Start of Provided data
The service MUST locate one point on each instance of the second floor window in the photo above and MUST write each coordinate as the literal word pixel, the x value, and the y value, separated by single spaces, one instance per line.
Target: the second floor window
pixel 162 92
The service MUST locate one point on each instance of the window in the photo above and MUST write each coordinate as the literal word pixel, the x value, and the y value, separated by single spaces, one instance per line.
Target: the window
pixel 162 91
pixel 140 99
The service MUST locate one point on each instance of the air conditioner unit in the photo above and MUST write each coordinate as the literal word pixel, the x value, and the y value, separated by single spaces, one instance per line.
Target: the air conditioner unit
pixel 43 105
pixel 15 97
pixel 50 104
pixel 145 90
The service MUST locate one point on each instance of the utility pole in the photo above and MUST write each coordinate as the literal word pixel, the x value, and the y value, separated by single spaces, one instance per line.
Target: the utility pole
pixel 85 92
End of Provided data
Task goal – The answer is every entry, repeated word for word.

Expected output –
The service MUST locate one point on each instance of the second floor window in the photo above and MUST write each coordinate as the literal word pixel, the x value, and the y value, separated by single spaces, one instance per line.
Target: the second floor window
pixel 162 92
The service MUST locate one point on each instance of the window in the photo above and MUST write each coordinate as the literal word pixel, the x value, and the y value, separated by single spaces, one instance per line.
Target: the window
pixel 162 91
pixel 140 99
The service MUST locate one point on each instance of the air conditioner unit in the photo above and MUST write each coordinate as the literal word pixel, the x value, and the y value, separated by single spaces, one instance per line.
Target: the air conditioner unit
pixel 43 105
pixel 15 97
pixel 50 104
pixel 145 90
The service MUST locate one point on each instance of the utility pole in the photo above and MUST write each coordinate as the literal word pixel, the x value, and the y value, separated by single spaces, one instance per line.
Target: the utility pole
pixel 85 92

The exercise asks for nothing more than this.